• Work to be completed: Write out the lines starting at the one that holds "Target: puddle" and ending with the final line of the data, exactly and with no others.

[Referring expression pointing data]
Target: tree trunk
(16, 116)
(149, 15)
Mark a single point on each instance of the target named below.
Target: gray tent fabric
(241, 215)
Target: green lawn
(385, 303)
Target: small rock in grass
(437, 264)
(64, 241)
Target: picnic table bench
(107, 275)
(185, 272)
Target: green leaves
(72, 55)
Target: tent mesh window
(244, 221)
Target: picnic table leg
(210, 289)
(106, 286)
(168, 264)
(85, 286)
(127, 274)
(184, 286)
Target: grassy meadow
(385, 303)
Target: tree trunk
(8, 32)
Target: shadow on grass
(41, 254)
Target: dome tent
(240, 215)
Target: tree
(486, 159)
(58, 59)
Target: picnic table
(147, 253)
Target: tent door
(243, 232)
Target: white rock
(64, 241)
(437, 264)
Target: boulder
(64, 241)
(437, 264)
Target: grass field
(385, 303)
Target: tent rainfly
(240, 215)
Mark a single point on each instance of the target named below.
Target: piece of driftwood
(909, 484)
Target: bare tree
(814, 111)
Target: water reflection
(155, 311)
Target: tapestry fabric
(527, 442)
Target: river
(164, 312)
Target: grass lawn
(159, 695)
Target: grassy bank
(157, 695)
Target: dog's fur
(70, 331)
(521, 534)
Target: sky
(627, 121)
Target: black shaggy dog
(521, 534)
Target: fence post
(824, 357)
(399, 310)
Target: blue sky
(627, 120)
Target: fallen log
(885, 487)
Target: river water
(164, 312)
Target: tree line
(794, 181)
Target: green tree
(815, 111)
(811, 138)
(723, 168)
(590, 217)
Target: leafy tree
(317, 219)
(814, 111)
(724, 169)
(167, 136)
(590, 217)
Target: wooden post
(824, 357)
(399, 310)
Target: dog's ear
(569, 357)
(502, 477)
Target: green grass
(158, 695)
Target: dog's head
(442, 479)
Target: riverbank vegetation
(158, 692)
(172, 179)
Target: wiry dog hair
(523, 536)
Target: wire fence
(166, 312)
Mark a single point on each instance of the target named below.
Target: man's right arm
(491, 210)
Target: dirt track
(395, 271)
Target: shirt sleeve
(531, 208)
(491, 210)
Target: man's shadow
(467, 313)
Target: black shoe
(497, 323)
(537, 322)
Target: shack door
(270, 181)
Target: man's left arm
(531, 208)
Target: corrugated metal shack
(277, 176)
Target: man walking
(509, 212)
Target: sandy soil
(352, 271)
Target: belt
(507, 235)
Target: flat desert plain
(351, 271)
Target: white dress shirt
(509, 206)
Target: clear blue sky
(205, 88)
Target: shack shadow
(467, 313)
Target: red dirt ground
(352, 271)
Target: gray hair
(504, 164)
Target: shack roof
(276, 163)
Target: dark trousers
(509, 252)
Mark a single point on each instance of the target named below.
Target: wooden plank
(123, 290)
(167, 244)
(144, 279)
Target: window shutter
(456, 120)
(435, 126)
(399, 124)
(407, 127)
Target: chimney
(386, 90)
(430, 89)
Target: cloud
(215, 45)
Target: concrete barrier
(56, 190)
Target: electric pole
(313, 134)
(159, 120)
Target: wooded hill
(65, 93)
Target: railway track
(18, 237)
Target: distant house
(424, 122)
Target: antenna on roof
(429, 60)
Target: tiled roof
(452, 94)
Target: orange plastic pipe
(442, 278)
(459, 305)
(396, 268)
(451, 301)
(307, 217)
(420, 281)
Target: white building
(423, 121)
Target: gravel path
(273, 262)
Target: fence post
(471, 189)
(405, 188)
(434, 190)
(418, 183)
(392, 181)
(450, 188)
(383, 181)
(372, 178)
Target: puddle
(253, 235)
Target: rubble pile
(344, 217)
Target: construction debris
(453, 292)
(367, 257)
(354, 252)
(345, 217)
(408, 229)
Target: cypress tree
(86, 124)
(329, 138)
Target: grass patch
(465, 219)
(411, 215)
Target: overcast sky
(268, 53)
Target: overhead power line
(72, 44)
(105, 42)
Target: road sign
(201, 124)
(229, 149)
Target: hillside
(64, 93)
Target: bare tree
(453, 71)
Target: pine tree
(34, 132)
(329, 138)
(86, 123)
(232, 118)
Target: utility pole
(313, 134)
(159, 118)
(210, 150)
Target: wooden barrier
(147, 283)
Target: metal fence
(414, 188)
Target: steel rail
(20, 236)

• Written solution:
Target: puddle
(253, 235)
Target: rubble pile
(344, 217)
Target: construction debris
(453, 292)
(367, 257)
(354, 252)
(345, 217)
(408, 229)
Target: cypress tree
(86, 124)
(329, 138)
Target: grass patch
(465, 219)
(411, 215)
Target: overcast sky
(268, 53)
Target: overhead power line
(72, 44)
(105, 42)
Target: road sign
(201, 124)
(229, 149)
Target: hillside
(64, 93)
Target: bare tree
(453, 71)
Target: pine tree
(34, 132)
(329, 138)
(86, 123)
(232, 118)
Target: utility pole
(313, 134)
(159, 118)
(210, 150)
Target: wooden barrier
(147, 283)
Target: metal fence
(414, 188)
Target: steel rail
(20, 236)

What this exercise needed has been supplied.